Items from a dataset
*** Begin section ***

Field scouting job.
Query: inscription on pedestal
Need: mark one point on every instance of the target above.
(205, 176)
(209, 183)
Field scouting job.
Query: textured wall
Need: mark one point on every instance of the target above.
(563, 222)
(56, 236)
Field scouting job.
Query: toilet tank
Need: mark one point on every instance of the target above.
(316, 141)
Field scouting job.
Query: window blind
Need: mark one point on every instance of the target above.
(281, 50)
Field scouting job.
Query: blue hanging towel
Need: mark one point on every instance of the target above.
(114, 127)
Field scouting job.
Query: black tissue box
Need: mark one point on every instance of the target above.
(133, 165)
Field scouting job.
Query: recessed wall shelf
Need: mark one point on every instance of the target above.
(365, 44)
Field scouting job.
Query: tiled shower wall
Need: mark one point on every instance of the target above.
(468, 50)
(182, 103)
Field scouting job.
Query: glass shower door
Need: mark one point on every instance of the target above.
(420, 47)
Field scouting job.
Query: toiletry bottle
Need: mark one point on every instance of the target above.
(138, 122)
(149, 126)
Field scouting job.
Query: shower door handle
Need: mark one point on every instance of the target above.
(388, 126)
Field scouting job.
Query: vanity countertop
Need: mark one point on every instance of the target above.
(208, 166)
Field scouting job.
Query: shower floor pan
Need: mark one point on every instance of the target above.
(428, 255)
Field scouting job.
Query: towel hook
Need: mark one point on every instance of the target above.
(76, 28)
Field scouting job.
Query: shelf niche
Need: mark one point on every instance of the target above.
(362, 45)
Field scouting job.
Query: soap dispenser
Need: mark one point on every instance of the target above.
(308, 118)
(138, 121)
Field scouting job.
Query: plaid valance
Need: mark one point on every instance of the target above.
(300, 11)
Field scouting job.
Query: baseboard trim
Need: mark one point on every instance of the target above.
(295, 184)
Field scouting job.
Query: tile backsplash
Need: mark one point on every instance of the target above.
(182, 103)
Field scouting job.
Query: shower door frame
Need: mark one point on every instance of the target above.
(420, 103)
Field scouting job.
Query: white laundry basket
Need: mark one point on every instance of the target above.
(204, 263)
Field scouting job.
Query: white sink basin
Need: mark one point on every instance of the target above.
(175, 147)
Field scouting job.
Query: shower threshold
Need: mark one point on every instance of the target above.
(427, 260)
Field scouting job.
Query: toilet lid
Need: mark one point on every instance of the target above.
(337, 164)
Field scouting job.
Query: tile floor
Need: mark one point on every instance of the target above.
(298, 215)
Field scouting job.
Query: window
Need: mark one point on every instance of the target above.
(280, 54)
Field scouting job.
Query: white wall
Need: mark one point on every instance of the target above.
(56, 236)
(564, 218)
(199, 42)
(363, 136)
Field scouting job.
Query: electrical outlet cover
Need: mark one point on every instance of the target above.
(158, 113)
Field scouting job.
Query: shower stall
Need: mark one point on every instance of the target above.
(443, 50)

*** End section ***

• [Exercise]:
Retype the entries. Every line must match exactly.

• [Result of this exercise]:
Field scouting job.
Query: inscription on pedestal
Need: mark one point on every instance of the target above.
(205, 176)
(209, 183)
Field scouting job.
Query: textured wall
Need: mark one point on every instance of the target above.
(563, 222)
(56, 236)
Field scouting job.
Query: toilet tank
Need: mark one point on every instance of the target above.
(316, 141)
Field scouting job.
Query: window blind
Need: mark one point on every instance of the target above.
(281, 50)
Field scouting job.
Query: blue hanging towel
Need: mark one point on every instance of the target above.
(114, 127)
Field scouting job.
Query: black tissue box
Need: mark one point on every instance of the target above.
(133, 165)
Field scouting job.
Query: recessed wall shelf
Need: mark one point on every instance of the target above.
(365, 44)
Field scouting job.
Query: tiled shower wall
Need: mark one point on every instance of the target above.
(468, 50)
(182, 103)
Field scouting job.
Query: glass shower door
Need: mark one point on every instance of the target above.
(420, 47)
Field scouting job.
Query: toiletry bottle
Need: mark one point on every instance of the target above.
(138, 122)
(149, 126)
Field scouting job.
Query: shower door handle
Need: mark one point on every instance of the target above.
(388, 126)
Field scouting job.
Query: vanity countertop
Need: mark one point on every instance of the target above.
(208, 166)
Field scouting job.
Query: shower floor pan
Need: mark one point on every instance of the target above.
(428, 255)
Field scouting job.
Query: towel hook
Need: mark one point on every instance of the target above.
(76, 28)
Field scouting job.
Query: shelf niche
Need: mark one point on every instance of the target above.
(362, 45)
Field scouting job.
Query: soap dispenser
Need: mark one point on every instance of the target above.
(308, 118)
(138, 121)
Field scouting job.
Query: plaid valance
Need: mark one point on every instance of the target above.
(300, 11)
Field scouting job.
Query: baseboard trim
Need: mark one point on every instance of the target above.
(295, 184)
Field scouting job.
Query: tile backsplash
Need: mark one point on every instance of the target above.
(182, 103)
Field scouting job.
Query: shower door frame
Need: mark one point on every instance of the target above.
(420, 103)
Field scouting job.
Query: white laundry basket
Need: mark one point on every instance of the target above.
(204, 263)
Field scouting job.
Query: white sink basin
Need: mark one point on every instance of the target above.
(175, 147)
Field scouting job.
Query: shower threshold
Need: mark one point on every instance of the target above.
(427, 260)
Field scouting job.
Query: toilet lid
Need: mark one point on every instance of the target above.
(337, 164)
Field scouting job.
Query: tile floor
Need: mark one point on every instance of the target above.
(298, 215)
Field scouting job.
Query: window
Need: mark one point on every instance of the target above.
(280, 54)
Field scouting job.
Query: white wall
Need: mark one point on every instance of the target above.
(56, 236)
(564, 218)
(199, 42)
(363, 136)
Field scouting job.
Query: electrical outlet cover
Need: mark one point on every instance of the target above.
(158, 113)
Field scouting job.
Query: shower stall
Need: mark one point on every instance of the target above.
(443, 50)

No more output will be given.